### TEXT PROVIDED
—————
20 interactive staff meeting ideas to keep employees engaged
An effective meeting needs two things: an objective and a receptive audience. A room of laser-focused individuals eager to achieve can move mountains. Sadly, most are filled with people who’d rather move back to their desks.
Why the apathy? The answer lies in understanding how your coworkers feel. There are countless articles out there on how to be a better speaker, or design a better PowerPoint. But that’s only half of the solution. Meetings are a communal exercise. As the facilitator, it’s your responsibility to bring out the best in your participants.
At Poll Everywhere, we’re in the business of improving presentations. We’ve compiled our colleagues’ best strategies on hosting engaging staff meetings. Give their staff meeting ideas a shot at your work, and let us know how it went on Twitter via @polleverywhere.
David Politi, Designer
1. Help people mentally switch gears
You should always be mindful of what people were doing before your meeting. Chances are they still have a lot on their mind when your meeting starts. Consider starting with a strong context switch, like a palate-cleanser for the mind.
—————
### ENTRIES
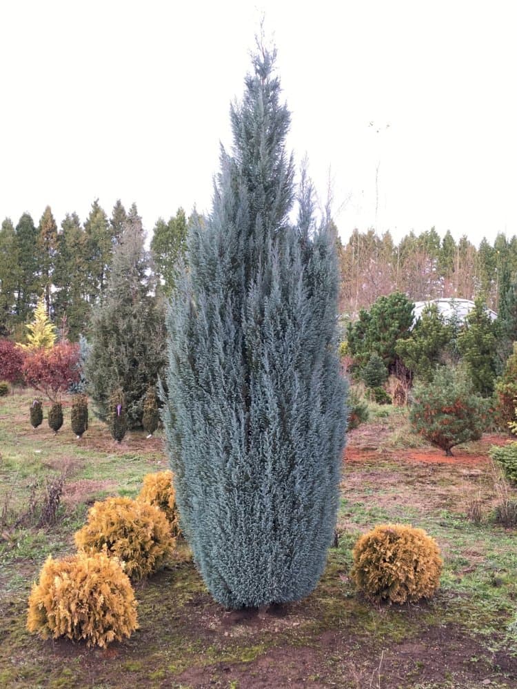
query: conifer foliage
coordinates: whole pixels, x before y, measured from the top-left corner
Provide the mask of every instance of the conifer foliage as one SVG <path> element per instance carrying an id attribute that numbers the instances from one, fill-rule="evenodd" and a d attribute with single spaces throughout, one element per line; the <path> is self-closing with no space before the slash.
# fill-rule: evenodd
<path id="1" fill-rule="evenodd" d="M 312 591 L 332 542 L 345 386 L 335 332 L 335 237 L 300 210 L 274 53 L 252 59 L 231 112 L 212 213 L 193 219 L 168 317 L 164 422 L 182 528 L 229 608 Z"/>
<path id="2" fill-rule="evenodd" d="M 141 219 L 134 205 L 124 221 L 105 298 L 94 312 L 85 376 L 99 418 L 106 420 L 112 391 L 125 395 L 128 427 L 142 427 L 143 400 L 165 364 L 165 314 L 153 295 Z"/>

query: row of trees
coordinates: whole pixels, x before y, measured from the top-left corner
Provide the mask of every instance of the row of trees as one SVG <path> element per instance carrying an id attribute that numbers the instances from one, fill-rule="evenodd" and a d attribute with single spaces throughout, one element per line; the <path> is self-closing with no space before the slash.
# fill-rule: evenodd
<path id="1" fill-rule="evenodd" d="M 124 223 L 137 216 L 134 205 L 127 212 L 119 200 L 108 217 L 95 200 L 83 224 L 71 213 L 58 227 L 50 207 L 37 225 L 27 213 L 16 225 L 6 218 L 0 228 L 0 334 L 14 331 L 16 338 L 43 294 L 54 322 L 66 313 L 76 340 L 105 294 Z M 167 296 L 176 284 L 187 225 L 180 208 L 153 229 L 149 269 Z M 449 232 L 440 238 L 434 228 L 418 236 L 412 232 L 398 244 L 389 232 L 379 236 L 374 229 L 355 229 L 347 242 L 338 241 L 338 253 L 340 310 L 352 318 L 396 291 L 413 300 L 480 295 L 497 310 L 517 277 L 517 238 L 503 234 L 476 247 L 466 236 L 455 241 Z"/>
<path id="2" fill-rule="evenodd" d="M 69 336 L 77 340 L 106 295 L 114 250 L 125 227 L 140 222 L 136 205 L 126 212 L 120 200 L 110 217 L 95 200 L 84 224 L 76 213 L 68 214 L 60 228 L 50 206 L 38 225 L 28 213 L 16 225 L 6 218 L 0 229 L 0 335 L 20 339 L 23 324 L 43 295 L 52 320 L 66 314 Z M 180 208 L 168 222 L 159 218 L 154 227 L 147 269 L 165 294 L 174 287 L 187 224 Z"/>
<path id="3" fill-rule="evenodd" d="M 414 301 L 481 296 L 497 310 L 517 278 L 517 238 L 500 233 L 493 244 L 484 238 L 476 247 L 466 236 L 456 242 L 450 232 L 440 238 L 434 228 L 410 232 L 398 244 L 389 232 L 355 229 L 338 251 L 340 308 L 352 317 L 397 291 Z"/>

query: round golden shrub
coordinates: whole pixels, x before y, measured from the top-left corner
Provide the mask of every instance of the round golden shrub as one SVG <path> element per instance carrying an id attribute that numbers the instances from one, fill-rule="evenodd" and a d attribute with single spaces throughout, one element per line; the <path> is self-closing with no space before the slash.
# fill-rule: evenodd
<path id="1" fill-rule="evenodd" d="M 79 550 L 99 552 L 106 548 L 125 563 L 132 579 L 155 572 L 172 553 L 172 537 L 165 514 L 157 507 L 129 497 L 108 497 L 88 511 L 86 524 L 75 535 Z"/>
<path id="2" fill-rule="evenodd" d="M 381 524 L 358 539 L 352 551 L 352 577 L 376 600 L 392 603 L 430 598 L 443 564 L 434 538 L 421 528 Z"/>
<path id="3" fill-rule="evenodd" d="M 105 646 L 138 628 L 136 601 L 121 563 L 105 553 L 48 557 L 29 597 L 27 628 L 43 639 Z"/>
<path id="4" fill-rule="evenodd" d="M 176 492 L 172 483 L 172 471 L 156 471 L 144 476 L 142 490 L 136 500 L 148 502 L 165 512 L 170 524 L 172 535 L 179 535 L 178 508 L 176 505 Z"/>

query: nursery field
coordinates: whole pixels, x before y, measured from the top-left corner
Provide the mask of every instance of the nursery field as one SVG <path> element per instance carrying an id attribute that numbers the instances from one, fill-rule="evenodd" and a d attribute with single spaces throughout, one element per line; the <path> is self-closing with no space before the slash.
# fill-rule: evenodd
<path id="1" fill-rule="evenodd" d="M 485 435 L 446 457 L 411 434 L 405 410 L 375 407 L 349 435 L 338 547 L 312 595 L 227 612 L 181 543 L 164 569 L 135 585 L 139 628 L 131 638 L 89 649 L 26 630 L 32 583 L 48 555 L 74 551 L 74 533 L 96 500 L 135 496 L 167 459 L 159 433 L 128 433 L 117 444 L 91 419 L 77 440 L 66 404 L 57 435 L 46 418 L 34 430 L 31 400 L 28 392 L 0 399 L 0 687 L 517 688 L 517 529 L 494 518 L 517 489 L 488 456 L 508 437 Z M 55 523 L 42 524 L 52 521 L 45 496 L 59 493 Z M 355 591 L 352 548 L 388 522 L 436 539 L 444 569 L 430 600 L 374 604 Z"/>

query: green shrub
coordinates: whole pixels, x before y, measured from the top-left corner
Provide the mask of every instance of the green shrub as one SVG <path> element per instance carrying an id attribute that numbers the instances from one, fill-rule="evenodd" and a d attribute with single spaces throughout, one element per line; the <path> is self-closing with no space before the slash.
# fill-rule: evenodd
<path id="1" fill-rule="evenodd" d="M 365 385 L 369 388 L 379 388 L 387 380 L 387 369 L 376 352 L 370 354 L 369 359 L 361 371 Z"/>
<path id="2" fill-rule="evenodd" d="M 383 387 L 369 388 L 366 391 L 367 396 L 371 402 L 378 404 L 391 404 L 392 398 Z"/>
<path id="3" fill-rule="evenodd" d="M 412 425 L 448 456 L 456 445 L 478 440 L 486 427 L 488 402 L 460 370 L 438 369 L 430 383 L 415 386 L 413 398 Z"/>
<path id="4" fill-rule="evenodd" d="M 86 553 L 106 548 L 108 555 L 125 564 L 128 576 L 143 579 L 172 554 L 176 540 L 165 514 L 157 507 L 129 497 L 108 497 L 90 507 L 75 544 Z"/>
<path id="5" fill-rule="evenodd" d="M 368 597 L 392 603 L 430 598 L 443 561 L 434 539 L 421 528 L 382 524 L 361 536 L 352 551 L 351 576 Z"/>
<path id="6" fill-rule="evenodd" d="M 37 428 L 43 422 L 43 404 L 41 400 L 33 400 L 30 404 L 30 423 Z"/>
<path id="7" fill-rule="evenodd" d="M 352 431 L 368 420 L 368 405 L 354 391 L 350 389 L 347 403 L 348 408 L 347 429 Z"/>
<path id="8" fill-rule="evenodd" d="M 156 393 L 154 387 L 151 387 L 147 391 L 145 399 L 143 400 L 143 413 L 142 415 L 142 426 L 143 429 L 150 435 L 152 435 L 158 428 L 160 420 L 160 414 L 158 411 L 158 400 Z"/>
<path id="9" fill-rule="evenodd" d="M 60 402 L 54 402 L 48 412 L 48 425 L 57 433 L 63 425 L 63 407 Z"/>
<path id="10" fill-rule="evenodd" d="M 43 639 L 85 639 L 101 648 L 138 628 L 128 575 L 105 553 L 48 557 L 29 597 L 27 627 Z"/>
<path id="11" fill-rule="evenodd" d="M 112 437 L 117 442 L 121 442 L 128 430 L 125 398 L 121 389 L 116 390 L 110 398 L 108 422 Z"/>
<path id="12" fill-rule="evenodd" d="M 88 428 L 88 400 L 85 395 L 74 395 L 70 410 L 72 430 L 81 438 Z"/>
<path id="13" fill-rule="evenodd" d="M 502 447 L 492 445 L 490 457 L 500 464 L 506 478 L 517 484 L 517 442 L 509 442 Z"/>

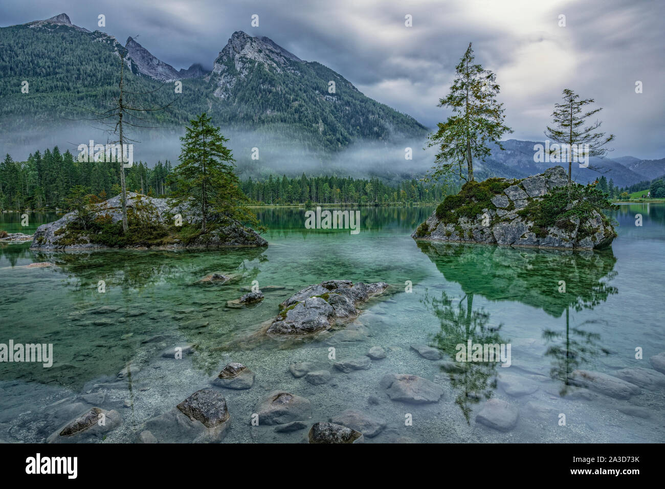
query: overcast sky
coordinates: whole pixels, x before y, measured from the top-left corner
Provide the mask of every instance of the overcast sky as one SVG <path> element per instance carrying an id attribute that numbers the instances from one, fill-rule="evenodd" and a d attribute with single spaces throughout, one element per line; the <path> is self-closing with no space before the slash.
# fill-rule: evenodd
—————
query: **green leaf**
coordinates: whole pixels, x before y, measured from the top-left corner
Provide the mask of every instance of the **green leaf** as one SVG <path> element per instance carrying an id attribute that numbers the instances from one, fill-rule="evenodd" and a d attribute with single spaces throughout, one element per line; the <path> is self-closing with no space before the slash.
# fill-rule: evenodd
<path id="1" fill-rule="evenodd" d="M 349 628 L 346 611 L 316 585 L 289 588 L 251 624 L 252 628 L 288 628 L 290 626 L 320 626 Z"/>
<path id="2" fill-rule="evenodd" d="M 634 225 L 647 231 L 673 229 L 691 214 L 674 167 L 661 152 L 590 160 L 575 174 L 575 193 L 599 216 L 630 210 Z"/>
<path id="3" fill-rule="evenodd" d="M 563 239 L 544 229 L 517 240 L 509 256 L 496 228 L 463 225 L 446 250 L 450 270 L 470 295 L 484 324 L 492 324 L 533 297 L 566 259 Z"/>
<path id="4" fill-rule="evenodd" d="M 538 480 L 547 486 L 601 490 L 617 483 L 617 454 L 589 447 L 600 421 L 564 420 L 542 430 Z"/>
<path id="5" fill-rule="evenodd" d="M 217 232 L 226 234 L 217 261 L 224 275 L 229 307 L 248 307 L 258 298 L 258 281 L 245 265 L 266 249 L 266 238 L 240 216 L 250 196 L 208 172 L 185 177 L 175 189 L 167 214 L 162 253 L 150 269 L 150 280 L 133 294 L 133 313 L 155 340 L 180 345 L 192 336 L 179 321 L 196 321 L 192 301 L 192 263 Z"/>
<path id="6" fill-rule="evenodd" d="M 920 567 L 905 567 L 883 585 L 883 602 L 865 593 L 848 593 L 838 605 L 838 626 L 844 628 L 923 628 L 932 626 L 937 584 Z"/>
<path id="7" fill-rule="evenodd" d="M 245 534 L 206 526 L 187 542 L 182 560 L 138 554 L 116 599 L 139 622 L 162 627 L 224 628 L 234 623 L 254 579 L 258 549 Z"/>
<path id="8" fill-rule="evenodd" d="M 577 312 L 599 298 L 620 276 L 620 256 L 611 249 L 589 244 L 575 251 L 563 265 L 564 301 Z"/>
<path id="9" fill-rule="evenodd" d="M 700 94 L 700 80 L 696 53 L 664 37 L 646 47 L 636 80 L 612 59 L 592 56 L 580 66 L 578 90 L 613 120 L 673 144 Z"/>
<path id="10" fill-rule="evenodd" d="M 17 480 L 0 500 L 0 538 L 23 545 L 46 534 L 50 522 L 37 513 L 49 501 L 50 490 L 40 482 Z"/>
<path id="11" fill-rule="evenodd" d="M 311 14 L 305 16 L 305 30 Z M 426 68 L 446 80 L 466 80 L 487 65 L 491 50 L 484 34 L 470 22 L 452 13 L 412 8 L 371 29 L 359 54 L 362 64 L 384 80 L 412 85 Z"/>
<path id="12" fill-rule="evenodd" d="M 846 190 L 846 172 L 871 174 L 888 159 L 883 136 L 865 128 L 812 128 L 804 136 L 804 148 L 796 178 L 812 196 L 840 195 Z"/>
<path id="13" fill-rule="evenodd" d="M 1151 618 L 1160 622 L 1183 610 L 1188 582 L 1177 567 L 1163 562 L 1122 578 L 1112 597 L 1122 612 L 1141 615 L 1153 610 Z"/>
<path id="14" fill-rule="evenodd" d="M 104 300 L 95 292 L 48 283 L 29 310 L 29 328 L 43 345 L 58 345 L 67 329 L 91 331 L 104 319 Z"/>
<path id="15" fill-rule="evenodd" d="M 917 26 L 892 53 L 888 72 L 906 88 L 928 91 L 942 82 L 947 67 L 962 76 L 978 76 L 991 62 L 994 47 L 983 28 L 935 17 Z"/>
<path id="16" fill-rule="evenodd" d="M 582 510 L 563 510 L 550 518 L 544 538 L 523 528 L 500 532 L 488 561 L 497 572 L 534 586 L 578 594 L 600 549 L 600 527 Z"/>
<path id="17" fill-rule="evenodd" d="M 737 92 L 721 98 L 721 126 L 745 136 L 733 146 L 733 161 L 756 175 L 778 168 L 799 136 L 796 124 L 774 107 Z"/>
—————
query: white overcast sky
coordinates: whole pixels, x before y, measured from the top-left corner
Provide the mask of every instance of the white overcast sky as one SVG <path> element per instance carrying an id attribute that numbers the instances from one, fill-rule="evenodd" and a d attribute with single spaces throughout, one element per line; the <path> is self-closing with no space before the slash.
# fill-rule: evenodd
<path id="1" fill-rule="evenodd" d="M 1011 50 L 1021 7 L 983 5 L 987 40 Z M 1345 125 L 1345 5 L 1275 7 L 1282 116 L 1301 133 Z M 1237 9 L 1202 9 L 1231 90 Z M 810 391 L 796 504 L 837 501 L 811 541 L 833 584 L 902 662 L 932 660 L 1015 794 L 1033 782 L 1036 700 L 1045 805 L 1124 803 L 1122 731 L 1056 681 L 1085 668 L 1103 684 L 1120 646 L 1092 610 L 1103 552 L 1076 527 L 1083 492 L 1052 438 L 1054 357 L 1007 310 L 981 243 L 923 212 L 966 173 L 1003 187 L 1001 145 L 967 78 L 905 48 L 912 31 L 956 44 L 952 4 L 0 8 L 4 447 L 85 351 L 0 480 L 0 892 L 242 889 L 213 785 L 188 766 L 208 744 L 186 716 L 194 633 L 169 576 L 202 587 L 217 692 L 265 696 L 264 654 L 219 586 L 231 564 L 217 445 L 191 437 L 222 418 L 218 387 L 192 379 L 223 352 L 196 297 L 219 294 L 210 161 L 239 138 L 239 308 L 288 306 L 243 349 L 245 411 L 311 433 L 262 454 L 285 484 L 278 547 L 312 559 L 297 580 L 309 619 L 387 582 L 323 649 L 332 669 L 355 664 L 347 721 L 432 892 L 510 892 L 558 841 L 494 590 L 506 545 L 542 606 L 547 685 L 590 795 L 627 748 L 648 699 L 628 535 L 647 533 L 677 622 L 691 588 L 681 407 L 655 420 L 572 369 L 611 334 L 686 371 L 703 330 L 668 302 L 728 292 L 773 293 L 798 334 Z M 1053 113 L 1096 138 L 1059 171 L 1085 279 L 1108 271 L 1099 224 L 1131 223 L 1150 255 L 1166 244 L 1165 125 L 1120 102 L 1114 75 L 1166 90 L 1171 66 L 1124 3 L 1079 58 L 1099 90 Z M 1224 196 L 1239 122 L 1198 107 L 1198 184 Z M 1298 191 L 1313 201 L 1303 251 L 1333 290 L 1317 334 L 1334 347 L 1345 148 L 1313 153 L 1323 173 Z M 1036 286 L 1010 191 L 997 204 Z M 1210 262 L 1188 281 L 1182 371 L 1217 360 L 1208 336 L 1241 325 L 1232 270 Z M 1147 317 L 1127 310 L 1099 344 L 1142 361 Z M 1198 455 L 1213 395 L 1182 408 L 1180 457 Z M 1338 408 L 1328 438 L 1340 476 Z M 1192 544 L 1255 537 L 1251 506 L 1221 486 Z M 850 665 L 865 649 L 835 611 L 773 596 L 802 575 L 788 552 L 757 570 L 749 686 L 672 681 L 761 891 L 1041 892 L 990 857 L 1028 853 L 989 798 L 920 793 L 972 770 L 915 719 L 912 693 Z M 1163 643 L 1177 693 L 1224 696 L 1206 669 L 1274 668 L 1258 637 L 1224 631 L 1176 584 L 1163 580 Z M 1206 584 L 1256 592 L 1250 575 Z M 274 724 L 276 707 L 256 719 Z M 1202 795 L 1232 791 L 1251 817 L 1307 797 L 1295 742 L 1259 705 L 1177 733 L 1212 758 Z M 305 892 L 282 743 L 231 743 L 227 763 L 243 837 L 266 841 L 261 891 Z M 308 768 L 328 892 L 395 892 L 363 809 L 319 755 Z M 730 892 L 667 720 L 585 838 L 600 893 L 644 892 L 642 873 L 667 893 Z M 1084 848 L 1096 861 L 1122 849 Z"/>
—————
### WRITTEN TASK 1
According to the staff meeting article, why should a meeting begin with a strong context switch? Answer in one to three sentences.
### WRITTEN TASK 2
Answer these questions from the staff meeting article, one line each:
(a) What two things does an effective meeting need?
(b) Which Twitter handle are readers invited to use to share how the ideas went?
(c) What is David Politi's job title?
The rows are material separate from the staff meeting article.

### EXERCISE RESPONSE 1
People are likely still thinking about whatever they were doing before the meeting started. A strong context switch helps them mentally change gears, like a palate-cleanser for the mind.

### EXERCISE RESPONSE 2
(a) An objective and a receptive audience.
(b) @polleverywhere
(c) Designer.